DESCRIPTION OF THE TASK → Can you rewrite every line from the one containing "Labeling batch C. For the image above, tag the shirt" through the end of the material below, with each pixel coordinate raised by 94 and every other line copied unchanged?

§ §

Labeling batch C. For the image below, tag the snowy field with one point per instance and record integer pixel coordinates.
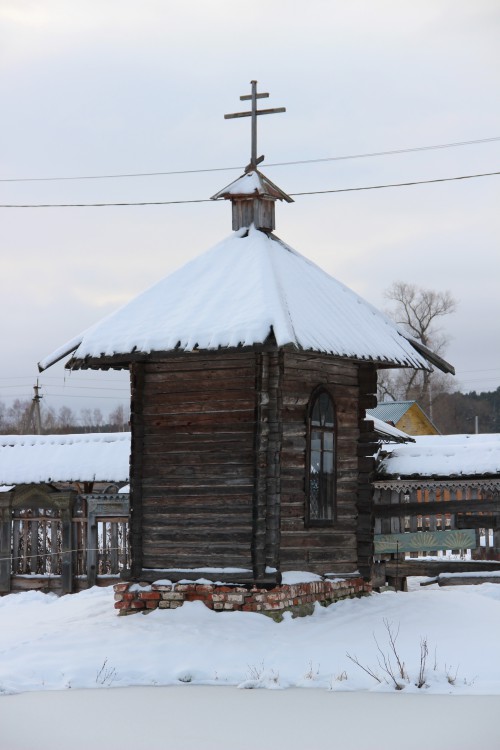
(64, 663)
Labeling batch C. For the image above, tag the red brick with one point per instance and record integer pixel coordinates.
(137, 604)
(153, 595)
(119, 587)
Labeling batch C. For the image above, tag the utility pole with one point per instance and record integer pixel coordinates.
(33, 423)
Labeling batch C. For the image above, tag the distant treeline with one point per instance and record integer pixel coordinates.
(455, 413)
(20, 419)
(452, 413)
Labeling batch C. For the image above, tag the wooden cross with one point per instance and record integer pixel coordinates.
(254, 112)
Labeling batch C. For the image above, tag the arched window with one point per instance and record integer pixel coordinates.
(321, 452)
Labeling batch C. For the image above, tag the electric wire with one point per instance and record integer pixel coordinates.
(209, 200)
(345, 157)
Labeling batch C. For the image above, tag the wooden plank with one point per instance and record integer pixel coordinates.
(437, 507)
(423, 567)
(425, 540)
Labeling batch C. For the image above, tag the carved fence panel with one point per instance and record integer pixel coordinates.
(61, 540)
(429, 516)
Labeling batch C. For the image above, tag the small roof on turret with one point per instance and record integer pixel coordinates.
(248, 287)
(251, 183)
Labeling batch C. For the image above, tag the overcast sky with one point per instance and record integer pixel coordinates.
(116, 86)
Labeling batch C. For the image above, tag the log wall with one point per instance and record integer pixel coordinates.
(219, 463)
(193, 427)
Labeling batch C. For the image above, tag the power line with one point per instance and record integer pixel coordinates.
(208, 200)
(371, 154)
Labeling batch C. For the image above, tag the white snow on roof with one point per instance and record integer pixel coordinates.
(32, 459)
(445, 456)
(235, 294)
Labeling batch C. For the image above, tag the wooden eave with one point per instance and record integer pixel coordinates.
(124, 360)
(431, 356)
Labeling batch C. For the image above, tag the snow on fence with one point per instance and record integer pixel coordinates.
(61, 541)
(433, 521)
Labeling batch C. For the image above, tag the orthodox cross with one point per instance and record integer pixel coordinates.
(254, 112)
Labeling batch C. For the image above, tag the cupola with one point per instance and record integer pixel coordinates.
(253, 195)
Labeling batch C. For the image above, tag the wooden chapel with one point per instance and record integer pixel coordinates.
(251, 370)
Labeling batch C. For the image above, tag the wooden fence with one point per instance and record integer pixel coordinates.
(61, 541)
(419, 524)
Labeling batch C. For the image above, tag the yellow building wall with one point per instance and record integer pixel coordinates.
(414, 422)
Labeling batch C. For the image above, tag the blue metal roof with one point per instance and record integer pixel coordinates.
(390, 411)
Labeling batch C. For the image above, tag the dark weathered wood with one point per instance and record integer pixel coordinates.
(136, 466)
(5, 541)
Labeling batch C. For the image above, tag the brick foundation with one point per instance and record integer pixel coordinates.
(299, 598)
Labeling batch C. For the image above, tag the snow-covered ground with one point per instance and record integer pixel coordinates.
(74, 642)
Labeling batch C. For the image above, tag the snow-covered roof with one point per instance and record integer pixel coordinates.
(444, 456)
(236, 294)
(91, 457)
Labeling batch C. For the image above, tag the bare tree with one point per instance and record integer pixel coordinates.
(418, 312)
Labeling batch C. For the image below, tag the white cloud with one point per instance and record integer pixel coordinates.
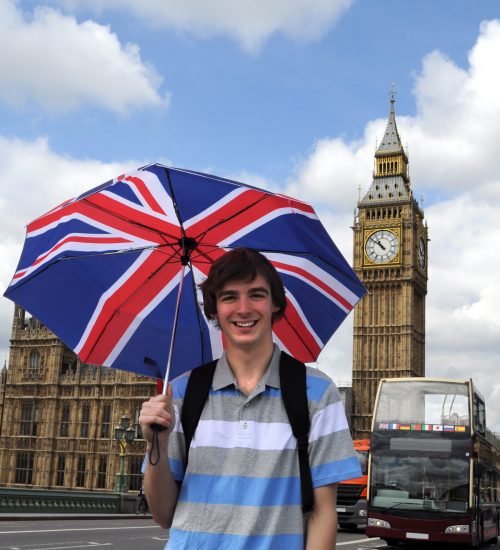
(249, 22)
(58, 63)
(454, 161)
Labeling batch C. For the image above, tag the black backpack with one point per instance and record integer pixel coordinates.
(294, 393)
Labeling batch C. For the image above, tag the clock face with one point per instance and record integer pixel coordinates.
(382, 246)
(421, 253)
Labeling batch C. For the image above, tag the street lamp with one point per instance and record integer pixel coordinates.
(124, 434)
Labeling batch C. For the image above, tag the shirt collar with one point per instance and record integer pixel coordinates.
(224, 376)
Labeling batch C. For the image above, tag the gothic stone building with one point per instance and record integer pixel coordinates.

§ §

RESPONSE TO THE EXERCISE →
Labeling batch C. For the image above, tag the shirt collar with one point per instance and record integer pixel coordinates.
(318, 470)
Labeling batch C. For the image above, tag the gothic stone building with one point per instance and record integer pixel coordinates.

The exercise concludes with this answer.